Source records ▸
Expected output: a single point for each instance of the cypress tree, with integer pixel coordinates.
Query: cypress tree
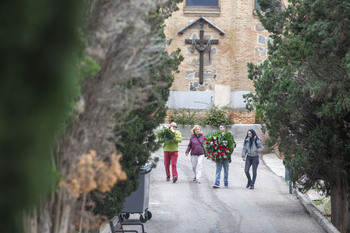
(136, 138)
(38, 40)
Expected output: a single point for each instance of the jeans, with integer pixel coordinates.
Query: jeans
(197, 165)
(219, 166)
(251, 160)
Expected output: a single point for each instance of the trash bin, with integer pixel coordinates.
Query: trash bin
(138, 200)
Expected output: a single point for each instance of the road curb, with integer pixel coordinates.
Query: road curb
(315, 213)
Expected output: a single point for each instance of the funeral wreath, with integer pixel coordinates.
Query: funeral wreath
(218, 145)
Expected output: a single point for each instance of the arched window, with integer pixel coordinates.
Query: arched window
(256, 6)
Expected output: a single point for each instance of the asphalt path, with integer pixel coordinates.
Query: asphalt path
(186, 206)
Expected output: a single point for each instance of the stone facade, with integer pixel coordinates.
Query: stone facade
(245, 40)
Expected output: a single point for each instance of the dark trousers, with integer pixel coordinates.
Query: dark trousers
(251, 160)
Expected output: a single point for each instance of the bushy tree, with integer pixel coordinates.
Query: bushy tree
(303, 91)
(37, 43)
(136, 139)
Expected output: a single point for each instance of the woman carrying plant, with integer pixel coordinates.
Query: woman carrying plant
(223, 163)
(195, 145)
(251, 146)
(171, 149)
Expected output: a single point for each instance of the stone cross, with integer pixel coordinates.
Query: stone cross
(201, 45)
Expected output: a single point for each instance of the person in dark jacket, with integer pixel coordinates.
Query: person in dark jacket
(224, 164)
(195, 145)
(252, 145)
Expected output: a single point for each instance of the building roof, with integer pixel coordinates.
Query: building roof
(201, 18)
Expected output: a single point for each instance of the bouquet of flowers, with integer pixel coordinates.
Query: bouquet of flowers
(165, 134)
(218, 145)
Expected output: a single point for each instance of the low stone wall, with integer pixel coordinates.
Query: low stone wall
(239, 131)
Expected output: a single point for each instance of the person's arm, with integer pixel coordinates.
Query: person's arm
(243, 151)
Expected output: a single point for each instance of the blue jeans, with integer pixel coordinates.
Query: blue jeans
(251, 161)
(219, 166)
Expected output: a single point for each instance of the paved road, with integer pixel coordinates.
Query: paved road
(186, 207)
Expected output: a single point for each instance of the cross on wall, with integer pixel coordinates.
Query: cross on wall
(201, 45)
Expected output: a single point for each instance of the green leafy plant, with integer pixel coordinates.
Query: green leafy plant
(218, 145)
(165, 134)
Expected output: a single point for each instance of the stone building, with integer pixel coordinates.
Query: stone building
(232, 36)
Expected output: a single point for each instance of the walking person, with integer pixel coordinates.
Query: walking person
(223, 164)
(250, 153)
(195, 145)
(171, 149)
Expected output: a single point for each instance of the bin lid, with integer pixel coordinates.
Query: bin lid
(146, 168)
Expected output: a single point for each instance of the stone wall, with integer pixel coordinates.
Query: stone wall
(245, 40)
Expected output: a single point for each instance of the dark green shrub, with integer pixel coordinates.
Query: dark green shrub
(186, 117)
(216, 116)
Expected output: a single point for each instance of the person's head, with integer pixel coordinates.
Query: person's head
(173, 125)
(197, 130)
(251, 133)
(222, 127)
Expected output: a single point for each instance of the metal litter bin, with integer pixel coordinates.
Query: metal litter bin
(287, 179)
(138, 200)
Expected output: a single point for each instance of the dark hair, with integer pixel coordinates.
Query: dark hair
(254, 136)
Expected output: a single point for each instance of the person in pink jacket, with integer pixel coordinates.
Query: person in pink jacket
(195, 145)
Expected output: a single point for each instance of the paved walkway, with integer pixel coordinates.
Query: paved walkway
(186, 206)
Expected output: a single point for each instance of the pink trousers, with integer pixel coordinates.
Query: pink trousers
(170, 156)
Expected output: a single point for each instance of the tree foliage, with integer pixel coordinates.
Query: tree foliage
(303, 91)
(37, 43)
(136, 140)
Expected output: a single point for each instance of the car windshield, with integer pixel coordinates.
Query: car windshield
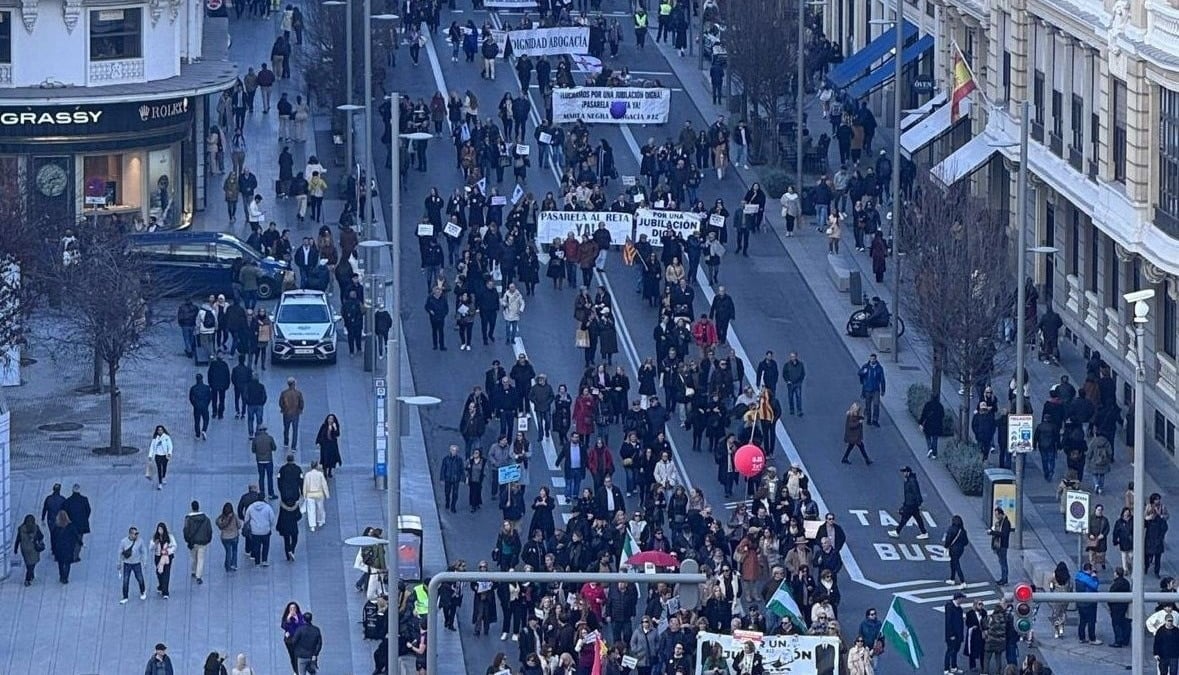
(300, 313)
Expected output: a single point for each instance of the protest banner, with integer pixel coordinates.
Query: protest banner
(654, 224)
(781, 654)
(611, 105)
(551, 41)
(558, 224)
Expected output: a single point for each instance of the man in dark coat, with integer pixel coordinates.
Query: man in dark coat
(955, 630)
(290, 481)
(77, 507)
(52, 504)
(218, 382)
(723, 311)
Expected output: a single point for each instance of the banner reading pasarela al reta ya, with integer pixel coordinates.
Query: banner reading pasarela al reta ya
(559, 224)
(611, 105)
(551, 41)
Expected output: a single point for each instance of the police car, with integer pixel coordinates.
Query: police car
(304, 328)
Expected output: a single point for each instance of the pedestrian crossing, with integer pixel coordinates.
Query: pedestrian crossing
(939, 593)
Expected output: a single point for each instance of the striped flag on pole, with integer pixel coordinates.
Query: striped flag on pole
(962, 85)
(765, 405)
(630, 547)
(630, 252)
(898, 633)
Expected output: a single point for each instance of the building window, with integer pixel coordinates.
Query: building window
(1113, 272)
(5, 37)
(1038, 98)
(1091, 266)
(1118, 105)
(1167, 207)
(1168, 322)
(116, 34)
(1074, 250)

WORK INSTRUCTIONS ▸
All lines above from the one containing "Query: bouquet of flowers" to the one containing "Expected output: a single point for each instance of the metal" must be repeated exactly, both lines included, and no others.

EXERCISE SOLUTION ▸
Query: bouquet of flowers
(165, 134)
(218, 145)
Expected output: a single point for each instance of the low stone wall, with integer pixel coordinates.
Query: low stone wall
(239, 131)
Expected output: a single point for each instance of the person's arm, with integer pixel coordinates.
Query: person's arm
(243, 151)
Expected output: a single point for each instance of the blue jeans, with integer pixel coordinates.
Query: blue jeans
(251, 161)
(219, 166)
Expected output: a single point for each instance of the paved road, with integer pixel coordinates.
Query: paved road
(186, 207)
Expected output: a single point for each instance of the cross on wall, with integer pixel coordinates.
Query: cross on wall
(201, 45)
Expected output: a single point for each instance of the green leafy plant, with integer pixel coordinates.
Query: green leafy plant
(218, 145)
(165, 134)
Expected output: a single point for each instance of the stone building, with integer pixel coordinates.
Query: stone building
(232, 36)
Expected output: a single point for each instance of the walking person, with integer pixel coordinates.
Query: walking person
(223, 164)
(250, 153)
(195, 145)
(171, 149)
Expected output: a single point for each instance of the bin lid, with integer pixel coordinates.
Query: bin lid
(146, 168)
Expected output: a single point for each instance of the stone wall, with integer pixel coordinates.
Query: stone wall
(245, 40)
Expected output: a single point for each instance of the dark green shrub, with integer pixel coordinates.
Query: dark green shrub
(186, 117)
(216, 116)
Expected output: a single point for each instance of the person's head, with integer pixel coordinates.
Query: person's head
(173, 125)
(197, 130)
(251, 133)
(222, 127)
Expected output: a single point for each instance of the metal litter bin, with integer pixel coordinates.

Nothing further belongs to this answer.